The problem:
Quote each of the following lines word for word.

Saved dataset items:
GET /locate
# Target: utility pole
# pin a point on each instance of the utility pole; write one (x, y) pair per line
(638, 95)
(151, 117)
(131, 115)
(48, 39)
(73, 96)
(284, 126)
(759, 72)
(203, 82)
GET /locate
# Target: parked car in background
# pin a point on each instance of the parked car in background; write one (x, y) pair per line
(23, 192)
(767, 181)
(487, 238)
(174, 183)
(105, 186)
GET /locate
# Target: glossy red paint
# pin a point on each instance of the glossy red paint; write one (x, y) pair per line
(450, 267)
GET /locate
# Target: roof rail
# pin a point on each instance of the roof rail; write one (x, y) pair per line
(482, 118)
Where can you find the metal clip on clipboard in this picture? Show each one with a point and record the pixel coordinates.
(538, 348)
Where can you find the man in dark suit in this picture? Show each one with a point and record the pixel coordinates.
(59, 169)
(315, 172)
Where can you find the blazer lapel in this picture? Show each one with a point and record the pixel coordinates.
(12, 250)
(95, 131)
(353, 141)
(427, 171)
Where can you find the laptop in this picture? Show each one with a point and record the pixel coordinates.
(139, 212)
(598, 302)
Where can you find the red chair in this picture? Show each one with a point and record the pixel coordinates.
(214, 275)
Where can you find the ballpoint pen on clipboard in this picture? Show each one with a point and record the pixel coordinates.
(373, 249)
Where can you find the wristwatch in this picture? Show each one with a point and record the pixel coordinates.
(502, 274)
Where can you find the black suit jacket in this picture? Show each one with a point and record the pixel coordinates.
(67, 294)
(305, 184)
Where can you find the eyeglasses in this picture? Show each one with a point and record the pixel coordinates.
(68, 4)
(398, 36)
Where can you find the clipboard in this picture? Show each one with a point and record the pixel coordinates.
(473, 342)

Response:
GET /locate
# Target: utility pole
# pin a point on each instance of the utility pole; write one (x, y) pair per line
(638, 95)
(151, 117)
(131, 115)
(48, 39)
(73, 96)
(284, 126)
(759, 72)
(203, 82)
GET /locate
# Target: parked car in background
# pin a point on each instance of the parked car in background; write one (x, y) pair per line
(23, 192)
(767, 181)
(487, 238)
(174, 183)
(105, 186)
GET /locate
# Target: glossy red paint
# pin a point on each instance of the glossy red paint; write one (x, y) pair per line
(450, 267)
GET /locate
# Target: roof rail
# pin a point on each instance of the roof rail; write one (x, y) pair per line
(482, 118)
Where can you find the metal clip on clipboard in this picture? Show each one with a point and record the pixel coordinates.
(538, 348)
Where can you find the man in dark suit in this picture? Show each one with a point and record the pixel coordinates.
(59, 169)
(315, 172)
Where can you find the blazer lapel in this picture? Show each one with a point and record the pixel coordinates.
(12, 250)
(95, 131)
(353, 141)
(427, 171)
Where can you find the laptop in this picture? Show each one with a point and record the pixel coordinates.
(139, 212)
(598, 302)
Where can you find the red chair in this picture? Show each one with a point and record the pixel coordinates.
(214, 275)
Where can you find the ballpoint pen on clipboard in this picture? Show each one with a point and record the pixel coordinates.
(373, 249)
Where can you find the wristwatch in this picture? Show each one with a point and record the pixel coordinates.
(502, 274)
Where can you find the black suit jacket in this picture? Show each one with a point and record the pixel coordinates.
(67, 294)
(305, 184)
Where can you find the eyeglasses in this picture? Show each one with a point and record the pixel coordinates.
(68, 4)
(398, 36)
Where can you find the clipboard in this picture? Show each one with a point and record the pixel coordinates.
(473, 342)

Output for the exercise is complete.